▸ Exercise task
Set down the lines from the one containing "Pass this photo to locate to point out the dark granite" through the one containing "x=238, y=435", copying each exactly as it appears.

▸ Data rows

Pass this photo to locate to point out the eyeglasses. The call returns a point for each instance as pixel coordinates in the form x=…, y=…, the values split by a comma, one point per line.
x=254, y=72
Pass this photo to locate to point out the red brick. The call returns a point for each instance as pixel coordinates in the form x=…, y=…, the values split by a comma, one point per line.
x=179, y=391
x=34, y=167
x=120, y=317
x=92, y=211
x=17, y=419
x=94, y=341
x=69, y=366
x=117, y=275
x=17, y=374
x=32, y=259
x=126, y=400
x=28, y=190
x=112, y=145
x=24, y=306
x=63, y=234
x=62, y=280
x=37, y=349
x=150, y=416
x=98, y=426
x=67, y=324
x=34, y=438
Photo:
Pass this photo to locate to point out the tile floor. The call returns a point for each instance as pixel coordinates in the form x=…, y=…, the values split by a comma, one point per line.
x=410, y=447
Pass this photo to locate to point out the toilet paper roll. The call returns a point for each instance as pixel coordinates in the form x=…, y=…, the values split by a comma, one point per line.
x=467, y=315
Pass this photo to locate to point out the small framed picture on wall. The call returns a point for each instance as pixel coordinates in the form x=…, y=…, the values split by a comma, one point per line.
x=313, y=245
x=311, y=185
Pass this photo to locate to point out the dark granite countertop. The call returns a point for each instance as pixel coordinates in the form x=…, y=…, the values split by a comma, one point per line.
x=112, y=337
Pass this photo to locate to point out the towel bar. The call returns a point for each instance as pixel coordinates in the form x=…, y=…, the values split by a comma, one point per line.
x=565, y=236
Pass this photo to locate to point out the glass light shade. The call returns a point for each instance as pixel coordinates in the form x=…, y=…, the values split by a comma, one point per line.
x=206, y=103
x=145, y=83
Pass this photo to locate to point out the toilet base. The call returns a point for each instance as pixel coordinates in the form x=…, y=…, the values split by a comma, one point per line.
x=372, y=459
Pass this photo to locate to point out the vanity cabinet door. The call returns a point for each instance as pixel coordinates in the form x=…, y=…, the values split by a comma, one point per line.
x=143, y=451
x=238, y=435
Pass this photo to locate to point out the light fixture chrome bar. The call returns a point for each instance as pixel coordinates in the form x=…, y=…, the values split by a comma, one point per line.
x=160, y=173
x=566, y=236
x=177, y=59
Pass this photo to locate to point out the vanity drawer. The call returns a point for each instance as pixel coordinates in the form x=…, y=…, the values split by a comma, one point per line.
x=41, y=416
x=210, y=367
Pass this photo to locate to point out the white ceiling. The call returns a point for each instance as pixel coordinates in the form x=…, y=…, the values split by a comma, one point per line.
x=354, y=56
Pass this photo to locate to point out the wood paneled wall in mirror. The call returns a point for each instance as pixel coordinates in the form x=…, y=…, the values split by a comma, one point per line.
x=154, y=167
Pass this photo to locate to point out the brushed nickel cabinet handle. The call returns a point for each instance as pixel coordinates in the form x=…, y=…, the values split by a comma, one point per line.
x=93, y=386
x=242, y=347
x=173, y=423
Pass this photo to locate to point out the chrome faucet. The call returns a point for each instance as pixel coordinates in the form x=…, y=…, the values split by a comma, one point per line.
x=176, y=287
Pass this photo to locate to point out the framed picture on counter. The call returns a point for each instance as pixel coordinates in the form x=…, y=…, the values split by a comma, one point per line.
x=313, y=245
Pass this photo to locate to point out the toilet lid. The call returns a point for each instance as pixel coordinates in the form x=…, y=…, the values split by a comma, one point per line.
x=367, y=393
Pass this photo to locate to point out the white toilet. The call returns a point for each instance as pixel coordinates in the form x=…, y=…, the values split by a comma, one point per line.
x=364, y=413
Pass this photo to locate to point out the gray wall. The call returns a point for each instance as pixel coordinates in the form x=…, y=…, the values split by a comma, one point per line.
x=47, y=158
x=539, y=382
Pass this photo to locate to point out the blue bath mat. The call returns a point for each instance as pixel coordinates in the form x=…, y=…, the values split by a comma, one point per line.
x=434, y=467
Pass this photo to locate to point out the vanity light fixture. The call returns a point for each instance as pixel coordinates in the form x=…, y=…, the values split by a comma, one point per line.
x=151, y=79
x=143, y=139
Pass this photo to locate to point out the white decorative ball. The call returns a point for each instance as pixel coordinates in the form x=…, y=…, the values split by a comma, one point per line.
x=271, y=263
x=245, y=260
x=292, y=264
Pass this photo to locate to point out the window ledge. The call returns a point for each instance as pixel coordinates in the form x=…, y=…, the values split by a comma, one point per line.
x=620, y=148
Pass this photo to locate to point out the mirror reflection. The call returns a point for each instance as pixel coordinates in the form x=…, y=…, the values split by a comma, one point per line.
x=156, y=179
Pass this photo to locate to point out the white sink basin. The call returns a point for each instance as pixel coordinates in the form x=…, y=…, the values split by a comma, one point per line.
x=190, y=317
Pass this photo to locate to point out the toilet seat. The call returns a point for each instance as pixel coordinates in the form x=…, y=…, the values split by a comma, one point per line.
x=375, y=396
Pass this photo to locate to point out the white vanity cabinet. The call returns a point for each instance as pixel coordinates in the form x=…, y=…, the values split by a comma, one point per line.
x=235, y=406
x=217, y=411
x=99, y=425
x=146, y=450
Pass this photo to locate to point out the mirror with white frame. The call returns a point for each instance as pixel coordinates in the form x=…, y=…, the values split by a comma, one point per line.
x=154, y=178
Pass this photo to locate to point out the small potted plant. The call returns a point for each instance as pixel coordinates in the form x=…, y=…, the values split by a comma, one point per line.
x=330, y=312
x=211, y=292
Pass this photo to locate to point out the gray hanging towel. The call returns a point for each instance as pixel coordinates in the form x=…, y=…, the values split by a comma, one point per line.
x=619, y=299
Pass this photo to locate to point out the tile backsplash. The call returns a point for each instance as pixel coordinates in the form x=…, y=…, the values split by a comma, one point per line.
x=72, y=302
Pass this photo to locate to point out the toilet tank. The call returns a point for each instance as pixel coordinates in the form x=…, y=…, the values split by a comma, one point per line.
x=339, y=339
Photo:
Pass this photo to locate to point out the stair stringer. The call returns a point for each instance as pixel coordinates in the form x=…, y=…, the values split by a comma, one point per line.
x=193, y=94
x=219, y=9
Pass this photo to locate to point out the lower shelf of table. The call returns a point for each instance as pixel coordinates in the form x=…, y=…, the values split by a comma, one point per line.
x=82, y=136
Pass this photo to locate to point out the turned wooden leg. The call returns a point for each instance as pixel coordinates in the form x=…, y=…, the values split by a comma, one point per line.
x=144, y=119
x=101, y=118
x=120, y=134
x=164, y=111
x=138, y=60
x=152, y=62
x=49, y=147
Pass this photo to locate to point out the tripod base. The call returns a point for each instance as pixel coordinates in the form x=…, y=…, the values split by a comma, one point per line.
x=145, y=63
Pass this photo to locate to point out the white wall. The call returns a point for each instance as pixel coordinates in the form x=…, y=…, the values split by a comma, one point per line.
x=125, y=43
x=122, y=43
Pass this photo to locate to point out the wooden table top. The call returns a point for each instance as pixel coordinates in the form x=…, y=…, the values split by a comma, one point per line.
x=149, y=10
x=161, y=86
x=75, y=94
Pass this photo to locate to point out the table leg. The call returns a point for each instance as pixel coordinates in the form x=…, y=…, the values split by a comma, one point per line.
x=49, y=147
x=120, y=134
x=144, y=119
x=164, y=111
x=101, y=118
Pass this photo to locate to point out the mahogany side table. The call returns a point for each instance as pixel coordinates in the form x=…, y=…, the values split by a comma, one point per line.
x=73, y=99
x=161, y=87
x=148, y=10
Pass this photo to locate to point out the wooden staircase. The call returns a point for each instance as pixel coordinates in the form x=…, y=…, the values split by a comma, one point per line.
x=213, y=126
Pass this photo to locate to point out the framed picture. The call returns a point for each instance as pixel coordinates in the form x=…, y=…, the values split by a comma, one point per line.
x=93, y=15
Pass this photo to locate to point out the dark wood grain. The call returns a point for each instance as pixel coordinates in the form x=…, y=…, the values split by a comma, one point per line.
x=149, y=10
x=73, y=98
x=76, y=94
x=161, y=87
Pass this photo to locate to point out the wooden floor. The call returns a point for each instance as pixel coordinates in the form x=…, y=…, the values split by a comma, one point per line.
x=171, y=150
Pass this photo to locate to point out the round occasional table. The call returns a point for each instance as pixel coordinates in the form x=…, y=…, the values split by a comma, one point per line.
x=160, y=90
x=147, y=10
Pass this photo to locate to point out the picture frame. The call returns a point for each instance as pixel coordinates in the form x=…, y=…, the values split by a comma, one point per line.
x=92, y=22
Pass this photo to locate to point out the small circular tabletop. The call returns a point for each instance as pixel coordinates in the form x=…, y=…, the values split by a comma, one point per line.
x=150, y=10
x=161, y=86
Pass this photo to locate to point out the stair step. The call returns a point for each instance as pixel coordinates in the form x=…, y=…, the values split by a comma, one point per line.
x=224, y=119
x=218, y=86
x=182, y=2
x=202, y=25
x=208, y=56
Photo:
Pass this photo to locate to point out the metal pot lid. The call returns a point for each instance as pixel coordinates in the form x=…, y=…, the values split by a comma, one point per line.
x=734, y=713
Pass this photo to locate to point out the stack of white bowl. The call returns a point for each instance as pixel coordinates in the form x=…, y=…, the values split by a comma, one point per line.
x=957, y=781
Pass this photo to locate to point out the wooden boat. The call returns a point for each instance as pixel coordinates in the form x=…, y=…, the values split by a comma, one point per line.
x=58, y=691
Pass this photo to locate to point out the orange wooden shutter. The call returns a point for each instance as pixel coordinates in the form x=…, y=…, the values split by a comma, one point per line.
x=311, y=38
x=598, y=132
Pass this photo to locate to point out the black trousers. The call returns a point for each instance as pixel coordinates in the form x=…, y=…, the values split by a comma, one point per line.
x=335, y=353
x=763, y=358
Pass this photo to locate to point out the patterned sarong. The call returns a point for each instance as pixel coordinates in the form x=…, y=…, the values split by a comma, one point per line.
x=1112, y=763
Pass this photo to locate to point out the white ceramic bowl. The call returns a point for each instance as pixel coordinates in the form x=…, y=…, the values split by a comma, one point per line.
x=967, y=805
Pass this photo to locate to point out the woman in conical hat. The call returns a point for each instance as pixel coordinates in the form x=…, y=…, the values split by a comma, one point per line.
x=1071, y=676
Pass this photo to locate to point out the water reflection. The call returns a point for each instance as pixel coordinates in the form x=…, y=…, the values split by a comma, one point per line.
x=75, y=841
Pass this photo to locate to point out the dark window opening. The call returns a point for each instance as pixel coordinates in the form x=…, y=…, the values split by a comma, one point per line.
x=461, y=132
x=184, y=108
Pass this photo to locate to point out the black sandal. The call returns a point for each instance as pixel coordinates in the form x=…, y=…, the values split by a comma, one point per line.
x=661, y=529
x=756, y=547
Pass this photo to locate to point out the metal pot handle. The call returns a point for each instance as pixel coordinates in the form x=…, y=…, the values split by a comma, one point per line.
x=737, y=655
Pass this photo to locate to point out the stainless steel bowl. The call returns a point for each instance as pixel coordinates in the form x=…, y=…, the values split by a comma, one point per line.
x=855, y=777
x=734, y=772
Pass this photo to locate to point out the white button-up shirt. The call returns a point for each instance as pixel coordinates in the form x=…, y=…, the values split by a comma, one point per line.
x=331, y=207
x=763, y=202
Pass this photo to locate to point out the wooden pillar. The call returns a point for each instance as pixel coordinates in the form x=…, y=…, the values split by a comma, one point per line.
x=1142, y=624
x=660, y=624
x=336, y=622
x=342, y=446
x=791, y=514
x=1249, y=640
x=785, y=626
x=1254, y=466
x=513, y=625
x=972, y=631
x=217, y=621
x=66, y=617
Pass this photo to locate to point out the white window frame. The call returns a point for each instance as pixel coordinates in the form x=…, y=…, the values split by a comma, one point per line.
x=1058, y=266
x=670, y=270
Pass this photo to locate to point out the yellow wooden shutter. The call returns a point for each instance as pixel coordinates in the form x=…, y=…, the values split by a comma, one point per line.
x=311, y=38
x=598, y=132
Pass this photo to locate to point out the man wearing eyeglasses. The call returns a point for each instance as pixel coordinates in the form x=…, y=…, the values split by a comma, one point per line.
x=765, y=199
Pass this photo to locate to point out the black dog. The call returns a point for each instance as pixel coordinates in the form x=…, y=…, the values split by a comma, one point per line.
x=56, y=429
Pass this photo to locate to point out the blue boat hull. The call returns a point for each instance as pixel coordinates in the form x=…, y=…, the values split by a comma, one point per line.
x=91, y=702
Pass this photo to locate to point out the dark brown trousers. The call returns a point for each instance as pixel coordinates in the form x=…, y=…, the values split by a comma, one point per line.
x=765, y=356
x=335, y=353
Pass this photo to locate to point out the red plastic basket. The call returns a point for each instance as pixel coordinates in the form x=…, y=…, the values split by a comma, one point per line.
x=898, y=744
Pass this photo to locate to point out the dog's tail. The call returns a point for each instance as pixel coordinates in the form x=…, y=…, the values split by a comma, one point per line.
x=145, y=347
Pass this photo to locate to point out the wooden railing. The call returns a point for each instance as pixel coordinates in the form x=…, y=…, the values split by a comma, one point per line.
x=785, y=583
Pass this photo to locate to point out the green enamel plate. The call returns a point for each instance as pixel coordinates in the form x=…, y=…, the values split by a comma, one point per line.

▸ Worked answer
Pass this photo to locate to point out the dark granite countertop. The call returns a point for each instance as pixel coordinates in the form x=…, y=…, the values split by a comma, one point per line.
x=112, y=337
Pass this photo to locate to point out the towel bar. The call returns a point for each instance as pixel coordinates in the form x=…, y=…, the values split by a comma, one point per line.
x=565, y=236
Pass this photo to locate to point out the glass light shade. The call returns a point for each instance as pixel coordinates in the form x=…, y=…, the values split by a comma, one point per line.
x=206, y=103
x=145, y=83
Pass this photo to locate to point out the toilet base. The call returns a point for each instance as pixel coordinates in the form x=…, y=…, the values split by a comma, one point per line.
x=372, y=459
Pass this photo to locate to point out the vanity cabinet door. The call returns a point for each instance as pixel coordinates in the form x=…, y=…, the values split by a comma, one point per line.
x=143, y=451
x=238, y=435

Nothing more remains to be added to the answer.